====== EXCERTO
O desfecho de interesse do estudo é a experiência de violência sexual ao longo da vida. A variável de desfecho foi criada a partir de duas questões distintas: se, em algum momento da vida, a entrevistada foi forçada a ter relações sexuais (sim/não) e se a primeira relação sexual foi forçada.

Variáveis sociodemográficas e comportamentais foram usadas para descrever a amostra e comparar grupos. A idade foi categorizada em grupos (18 a 29, 30 a 39 e 40 anos ou mais). A raça/cor foi autodeclarada, e categorizada em: branca, preta (incluindo pretas e pardas) e amarela/indígena. A escolaridade foi categorizada com base nos anos de estudo: menos de oito (correspondente ao ensino fundamental incompleto), oito a 11 (correspondente ao ensino fundamental completo/ensino médio incompleto) e 12 anos ou mais (ensino médio completo ou superior). A variável renda foi categorizada com base no salário mínimo brasileiro (SM) em vigor na época do estudo (R$ 1.045,00, aproximadamente 217,15 dólares). Para análise de regressão logística, as seguintes variáveis foram dicotomizadas: raça/cor (branca e não branca), escolaridade (menos de 12 anos de estudo e 12 anos ou mais), renda (até um SM ou mais de um), e problemas no acesso aos serviços de saúde nos últimos 12 meses (sim e não).
============
====== OS DADOS
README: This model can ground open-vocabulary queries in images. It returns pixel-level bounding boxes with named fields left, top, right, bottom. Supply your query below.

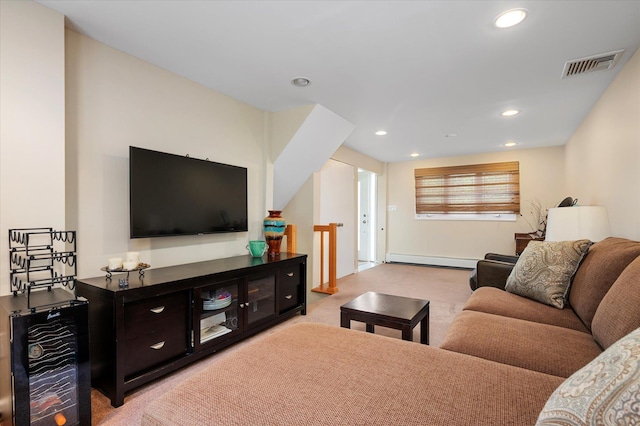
============
### QUESTÕES A RESOLVER
1 – Extraia do excerto o trecho que se inicia em "O desfecho de" e se encerra em "sexual foi forçada.".
2 – De acordo com o excerto, qual era o valor do salário mínimo brasileiro vigente na época do estudo?

### RESPOSTAS DO EXERCÍCIO
1 –
O desfecho de interesse do estudo é a experiência de violência sexual ao longo da vida. A variável de desfecho foi criada a partir de duas questões distintas: se, em algum momento da vida, a entrevistada foi forçada a ter relações sexuais (sim/não) e se a primeira relação sexual foi forçada.

2 – R$ 1.045,00, aproximadamente 217,15 dólares.